• _WORK TO DO_
The line containing "Note: mark the suit" marks where to begin; quote it and every line after it through the end of the data, exactly as written.

• _DATA LISTING_
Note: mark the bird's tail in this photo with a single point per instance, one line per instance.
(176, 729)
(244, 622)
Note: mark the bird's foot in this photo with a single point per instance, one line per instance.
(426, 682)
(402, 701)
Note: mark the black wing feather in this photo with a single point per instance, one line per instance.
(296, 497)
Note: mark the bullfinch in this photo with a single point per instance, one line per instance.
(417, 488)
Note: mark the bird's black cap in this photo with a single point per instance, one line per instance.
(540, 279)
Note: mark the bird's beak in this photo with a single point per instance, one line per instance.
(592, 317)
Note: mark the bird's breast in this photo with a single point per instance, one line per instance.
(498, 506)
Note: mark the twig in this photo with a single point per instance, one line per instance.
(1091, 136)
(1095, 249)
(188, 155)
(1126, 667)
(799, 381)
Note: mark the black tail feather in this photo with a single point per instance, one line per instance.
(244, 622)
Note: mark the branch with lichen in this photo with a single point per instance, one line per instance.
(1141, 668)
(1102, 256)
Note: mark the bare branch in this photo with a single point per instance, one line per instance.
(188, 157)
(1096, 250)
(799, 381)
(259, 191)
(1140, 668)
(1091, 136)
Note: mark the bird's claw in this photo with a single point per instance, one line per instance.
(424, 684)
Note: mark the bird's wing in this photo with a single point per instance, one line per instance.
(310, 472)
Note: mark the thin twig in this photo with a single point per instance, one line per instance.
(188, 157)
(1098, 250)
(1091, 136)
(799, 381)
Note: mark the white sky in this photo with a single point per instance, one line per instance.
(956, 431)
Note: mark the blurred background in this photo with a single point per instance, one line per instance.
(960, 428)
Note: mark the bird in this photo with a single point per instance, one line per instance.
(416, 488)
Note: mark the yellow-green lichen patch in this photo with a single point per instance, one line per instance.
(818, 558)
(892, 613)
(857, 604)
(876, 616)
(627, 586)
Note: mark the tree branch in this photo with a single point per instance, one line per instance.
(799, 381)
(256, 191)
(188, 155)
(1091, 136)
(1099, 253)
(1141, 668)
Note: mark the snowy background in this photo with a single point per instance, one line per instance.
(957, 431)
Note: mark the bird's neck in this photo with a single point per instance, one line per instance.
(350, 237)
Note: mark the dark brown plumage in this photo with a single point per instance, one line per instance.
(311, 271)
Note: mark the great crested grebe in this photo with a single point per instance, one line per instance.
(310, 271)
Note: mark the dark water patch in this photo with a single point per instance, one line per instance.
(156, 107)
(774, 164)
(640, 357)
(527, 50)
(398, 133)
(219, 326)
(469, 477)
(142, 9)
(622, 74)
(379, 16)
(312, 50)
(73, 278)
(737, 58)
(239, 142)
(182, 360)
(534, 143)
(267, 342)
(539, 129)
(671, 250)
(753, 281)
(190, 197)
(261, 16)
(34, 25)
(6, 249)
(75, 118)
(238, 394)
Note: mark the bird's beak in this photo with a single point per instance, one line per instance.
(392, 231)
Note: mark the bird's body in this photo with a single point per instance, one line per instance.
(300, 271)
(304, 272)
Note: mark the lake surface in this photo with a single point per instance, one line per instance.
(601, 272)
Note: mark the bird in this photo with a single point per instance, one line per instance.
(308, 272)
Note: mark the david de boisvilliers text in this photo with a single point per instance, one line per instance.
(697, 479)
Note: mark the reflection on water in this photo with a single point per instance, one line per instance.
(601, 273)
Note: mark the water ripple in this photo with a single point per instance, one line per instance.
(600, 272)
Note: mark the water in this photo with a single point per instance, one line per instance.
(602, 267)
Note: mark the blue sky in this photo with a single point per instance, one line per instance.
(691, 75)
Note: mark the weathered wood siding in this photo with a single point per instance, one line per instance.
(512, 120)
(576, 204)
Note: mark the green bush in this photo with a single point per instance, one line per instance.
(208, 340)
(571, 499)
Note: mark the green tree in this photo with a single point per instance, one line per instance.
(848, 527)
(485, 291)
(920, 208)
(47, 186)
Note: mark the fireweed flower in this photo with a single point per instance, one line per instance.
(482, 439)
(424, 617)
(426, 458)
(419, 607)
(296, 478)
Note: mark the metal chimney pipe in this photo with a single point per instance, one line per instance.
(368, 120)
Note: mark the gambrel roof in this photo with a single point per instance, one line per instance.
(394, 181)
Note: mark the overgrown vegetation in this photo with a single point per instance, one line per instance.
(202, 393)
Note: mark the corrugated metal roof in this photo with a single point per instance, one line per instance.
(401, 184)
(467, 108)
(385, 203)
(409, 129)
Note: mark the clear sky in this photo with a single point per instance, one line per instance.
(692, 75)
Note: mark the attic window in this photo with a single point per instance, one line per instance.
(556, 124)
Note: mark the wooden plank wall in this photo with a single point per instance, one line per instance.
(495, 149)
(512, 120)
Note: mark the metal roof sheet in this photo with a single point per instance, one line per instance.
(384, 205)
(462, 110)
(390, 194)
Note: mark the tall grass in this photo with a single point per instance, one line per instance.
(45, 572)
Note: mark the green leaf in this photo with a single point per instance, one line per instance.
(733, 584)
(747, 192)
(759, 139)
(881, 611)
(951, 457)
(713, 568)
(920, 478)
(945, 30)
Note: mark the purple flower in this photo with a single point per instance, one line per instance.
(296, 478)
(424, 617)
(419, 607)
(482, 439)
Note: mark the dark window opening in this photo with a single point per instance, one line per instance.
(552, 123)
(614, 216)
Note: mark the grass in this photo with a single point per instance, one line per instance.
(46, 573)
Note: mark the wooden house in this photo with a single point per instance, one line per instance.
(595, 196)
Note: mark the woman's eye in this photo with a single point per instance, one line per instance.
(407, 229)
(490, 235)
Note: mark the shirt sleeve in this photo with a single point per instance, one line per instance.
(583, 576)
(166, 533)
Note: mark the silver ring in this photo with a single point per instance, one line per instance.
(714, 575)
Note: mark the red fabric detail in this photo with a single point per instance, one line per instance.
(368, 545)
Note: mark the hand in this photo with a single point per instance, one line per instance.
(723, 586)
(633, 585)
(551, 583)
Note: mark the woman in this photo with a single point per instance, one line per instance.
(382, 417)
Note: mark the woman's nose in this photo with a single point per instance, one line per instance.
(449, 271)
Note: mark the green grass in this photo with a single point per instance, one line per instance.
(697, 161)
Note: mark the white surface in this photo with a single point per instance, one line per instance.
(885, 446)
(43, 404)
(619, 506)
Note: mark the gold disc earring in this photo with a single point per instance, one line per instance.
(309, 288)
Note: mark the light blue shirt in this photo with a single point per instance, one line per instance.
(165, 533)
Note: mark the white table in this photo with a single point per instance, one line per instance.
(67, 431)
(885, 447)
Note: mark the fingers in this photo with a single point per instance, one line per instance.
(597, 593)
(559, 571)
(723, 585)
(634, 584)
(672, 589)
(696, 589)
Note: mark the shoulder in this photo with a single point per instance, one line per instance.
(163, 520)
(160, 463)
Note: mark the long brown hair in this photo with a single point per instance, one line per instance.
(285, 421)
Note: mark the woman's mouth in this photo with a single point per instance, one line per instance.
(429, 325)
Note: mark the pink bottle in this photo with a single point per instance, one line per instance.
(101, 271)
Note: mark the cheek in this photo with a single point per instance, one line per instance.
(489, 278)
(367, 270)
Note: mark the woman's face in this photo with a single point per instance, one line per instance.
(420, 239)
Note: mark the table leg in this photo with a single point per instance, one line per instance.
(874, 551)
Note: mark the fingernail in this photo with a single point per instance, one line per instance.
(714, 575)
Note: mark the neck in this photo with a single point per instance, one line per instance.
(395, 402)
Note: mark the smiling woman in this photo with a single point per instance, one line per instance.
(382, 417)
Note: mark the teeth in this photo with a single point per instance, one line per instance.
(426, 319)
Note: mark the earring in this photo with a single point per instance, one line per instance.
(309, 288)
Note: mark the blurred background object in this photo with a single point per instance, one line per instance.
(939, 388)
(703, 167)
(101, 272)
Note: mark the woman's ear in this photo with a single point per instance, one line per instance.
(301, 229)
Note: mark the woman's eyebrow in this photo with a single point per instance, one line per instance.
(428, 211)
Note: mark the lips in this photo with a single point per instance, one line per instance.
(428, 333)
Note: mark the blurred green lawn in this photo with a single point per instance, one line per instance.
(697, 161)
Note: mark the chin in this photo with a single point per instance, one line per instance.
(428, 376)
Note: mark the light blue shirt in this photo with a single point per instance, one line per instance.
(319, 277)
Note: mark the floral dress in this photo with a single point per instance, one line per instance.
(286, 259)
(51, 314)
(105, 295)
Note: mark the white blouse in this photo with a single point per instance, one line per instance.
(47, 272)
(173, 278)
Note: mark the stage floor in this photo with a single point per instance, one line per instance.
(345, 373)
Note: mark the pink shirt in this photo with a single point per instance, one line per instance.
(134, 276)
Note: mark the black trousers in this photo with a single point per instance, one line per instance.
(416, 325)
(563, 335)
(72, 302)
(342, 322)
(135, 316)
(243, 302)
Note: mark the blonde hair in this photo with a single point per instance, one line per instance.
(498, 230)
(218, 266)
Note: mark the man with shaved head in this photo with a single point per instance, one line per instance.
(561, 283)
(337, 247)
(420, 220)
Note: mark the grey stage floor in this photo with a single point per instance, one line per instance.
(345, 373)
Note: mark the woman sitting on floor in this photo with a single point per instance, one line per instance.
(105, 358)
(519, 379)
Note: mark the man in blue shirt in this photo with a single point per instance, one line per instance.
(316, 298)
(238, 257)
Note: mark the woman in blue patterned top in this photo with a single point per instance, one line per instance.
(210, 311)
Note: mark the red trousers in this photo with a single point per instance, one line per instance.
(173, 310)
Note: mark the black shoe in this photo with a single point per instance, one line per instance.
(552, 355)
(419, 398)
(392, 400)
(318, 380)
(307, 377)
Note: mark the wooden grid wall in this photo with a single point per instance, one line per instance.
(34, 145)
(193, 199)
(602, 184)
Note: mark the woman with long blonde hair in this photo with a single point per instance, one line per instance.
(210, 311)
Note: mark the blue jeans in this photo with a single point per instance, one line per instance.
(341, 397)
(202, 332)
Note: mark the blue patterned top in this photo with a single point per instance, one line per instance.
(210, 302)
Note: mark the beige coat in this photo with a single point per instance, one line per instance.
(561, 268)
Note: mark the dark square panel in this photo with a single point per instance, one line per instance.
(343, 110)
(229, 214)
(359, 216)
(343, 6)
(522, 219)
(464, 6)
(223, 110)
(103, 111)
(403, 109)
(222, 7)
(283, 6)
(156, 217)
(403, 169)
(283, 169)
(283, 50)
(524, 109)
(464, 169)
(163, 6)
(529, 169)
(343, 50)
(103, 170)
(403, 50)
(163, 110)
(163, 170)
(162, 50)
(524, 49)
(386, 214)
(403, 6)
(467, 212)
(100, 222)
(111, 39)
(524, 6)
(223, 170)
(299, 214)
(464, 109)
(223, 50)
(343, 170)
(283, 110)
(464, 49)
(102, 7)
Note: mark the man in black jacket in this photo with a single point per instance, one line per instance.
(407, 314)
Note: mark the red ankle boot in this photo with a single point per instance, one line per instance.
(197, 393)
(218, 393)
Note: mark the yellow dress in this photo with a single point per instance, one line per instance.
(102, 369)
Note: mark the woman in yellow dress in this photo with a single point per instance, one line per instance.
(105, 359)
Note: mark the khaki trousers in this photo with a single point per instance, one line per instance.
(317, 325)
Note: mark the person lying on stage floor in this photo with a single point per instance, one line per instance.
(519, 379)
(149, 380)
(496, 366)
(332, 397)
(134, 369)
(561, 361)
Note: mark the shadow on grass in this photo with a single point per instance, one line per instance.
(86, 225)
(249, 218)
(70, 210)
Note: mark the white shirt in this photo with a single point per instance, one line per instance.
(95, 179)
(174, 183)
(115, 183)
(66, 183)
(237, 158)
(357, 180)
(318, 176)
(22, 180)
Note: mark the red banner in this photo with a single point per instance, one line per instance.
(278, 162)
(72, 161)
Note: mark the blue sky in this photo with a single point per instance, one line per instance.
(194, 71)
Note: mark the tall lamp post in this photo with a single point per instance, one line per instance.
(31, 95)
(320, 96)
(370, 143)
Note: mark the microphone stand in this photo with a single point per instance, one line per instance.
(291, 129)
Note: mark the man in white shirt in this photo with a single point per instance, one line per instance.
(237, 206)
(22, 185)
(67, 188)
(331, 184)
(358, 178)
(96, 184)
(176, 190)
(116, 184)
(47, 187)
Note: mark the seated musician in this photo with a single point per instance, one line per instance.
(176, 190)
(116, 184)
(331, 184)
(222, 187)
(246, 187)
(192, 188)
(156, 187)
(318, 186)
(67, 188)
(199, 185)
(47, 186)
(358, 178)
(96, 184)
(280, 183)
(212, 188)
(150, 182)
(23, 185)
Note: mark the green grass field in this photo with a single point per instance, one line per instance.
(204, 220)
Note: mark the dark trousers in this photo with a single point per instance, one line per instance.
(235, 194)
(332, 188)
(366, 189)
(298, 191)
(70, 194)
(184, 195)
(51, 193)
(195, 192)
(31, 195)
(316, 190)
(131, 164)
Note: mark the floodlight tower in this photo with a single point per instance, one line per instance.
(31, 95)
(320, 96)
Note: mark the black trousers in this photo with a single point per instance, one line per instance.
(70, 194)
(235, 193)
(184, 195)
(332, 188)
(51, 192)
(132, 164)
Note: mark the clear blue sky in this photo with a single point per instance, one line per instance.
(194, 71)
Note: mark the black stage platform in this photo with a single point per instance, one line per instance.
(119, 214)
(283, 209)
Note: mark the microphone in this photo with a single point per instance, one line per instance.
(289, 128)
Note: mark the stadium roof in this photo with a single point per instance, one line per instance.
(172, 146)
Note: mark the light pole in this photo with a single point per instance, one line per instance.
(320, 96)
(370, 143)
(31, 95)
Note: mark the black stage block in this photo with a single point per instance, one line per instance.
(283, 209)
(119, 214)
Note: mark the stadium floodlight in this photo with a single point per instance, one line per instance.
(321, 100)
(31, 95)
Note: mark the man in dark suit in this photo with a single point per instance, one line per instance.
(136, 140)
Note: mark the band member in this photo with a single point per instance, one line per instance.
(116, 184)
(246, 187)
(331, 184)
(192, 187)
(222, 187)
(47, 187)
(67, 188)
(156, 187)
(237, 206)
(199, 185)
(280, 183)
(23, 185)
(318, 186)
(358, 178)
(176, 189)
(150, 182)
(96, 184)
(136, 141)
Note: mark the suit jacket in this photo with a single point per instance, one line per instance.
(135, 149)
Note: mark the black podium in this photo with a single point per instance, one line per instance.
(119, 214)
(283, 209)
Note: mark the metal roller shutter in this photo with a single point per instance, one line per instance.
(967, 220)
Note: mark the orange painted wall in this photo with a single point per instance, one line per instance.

• _WORKED SOLUTION_
Note: mark the suit jacket in this photo with a single point per instance, one line per instance.
(135, 149)
Note: mark the black podium in this photo with a single point per instance, one line per instance.
(119, 214)
(283, 209)
Note: mark the metal roller shutter in this photo with a single point per instance, one line per instance.
(967, 220)
Note: mark the orange painted wall in this photo with a single point per instance, one line per instance.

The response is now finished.